SOAL LATIHAN:
a) Menurut tulisan tentang perempuan pendulang emas di Merangin, pada musim apa mendulang awalnya menjadi pekerjaan para perempuan di Tabir?
b) Tolong lanjutkan tulisan tentang perempuan pendulang emas di Merangin, mulai setelah kalimat terakhirnya.

Cerita dari Desa Para Perempuan Pendulang Emas (Bagian 2)

Tampak perempuan paruh baya, setengah membungkuk sambil mengayun-ayunkan bulatan dari kayu di tengah sungai berwarna coklat keruh. Sesekali dia berhenti, seakan memilih sesuatu di dalam bulatan itu. Perempuan ini ternyata tengah mendulang emas.

Menambang emas dengan mendulang ini biasa ditemukan di hilir Kecamatan Tabir, Merangin, Jambi.

Di Merangin, pertambangan emas rakyat dengan berbagai cara. Di hulu, seperti Kecamatan Pangkalan Jambu, penambangan emas dengan mengeruk sawah-sawah. Di pinggir Sungai Batang Merangin, penambangan emas melalui lubang jarum.

Sebagian di tepi Sungai Tabir, Tebo,  hingga Tembesi, ada pakai dompeng (istilah ini dari mesin dongpeng, diesel penyedot material dari sungai).

Baca juga: Petaka di Lubang Jarum Tambang Emas Merangin (Bagian 1)

Di Tabir, awalnya mendulang hanya pekerjaan para perempuan kala kemarau panjang. Saat sawah dan ladang tak menghasilkan, mendulang menjadi pilihan warga memenuhi kebutuhan sehari-hari.

Darnis, warga Desa Rantau Panjang, mengatakan, para perempuan mendulang kala sore saat selesai dari ladang.

Mereka setiap hari bisa mendulang, karena hanya bisa saat air Sungai Tabir surut. Para perempuan ini hanya dengan mengandalkan alat dulang terbuat dari kayu.

CUPLIKAN DATA:
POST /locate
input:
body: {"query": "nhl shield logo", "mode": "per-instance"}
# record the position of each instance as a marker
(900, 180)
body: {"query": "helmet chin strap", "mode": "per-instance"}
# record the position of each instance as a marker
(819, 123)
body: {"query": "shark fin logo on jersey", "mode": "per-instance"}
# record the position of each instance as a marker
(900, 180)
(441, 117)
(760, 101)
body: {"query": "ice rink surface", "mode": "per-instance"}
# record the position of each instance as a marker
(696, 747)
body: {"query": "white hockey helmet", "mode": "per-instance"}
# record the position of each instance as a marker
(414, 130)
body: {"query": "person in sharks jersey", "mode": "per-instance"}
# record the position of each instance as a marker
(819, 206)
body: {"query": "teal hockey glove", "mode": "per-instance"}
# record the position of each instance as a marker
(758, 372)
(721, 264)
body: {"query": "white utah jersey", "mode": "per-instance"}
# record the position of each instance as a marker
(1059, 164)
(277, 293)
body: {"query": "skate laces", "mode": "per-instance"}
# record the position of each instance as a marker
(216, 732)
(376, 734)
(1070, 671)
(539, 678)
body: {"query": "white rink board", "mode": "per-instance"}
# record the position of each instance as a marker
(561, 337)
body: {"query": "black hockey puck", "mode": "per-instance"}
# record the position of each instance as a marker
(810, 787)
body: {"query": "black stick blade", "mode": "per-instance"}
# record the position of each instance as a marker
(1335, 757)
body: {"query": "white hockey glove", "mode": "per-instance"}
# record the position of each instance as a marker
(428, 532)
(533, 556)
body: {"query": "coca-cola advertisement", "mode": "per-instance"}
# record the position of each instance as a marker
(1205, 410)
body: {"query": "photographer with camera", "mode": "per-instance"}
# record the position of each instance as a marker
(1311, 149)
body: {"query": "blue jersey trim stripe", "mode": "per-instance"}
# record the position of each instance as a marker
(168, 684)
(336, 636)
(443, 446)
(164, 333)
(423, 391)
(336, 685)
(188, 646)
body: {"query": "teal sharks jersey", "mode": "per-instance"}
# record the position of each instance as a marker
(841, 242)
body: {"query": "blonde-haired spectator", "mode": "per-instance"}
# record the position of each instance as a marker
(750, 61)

HASIL JAWABAN:
a) Saat kemarau panjang, ketika sawah dan ladang tak menghasilkan.

b)
Masing-masing rumah memiliki alat ini. Mendulang dimulai mengambil material berupa batu dan pasir dari dasar sungai, alat dulang mereka ayun seperti gerakan tarian.

Jika beruntung, katanya, serpihan emas akan menempel di ujung-ujung alat dulang ini.

“Tak banyak serpihan emas bisa didapat. Dalam empat hari, kalau bernasib baik terkumpul serpihan sebesar biji cabai. Itu biasa dihargai Rp140.000.”

Para perempuan berkumpuk di kumpul di pondok setelah seharian di ladang. Foto: Elviza Diana
Para perempuan berkumpuk di kumpul di pondok setelah seharian di ladang. Foto: Elviza Diana

Iskandar, Tokoh Desa Rantau Panjang mengatakan, dulu menambang diatur adat. Mendulang, bahkan dilarang di beberapa titik karena akan menimbulkan bencana.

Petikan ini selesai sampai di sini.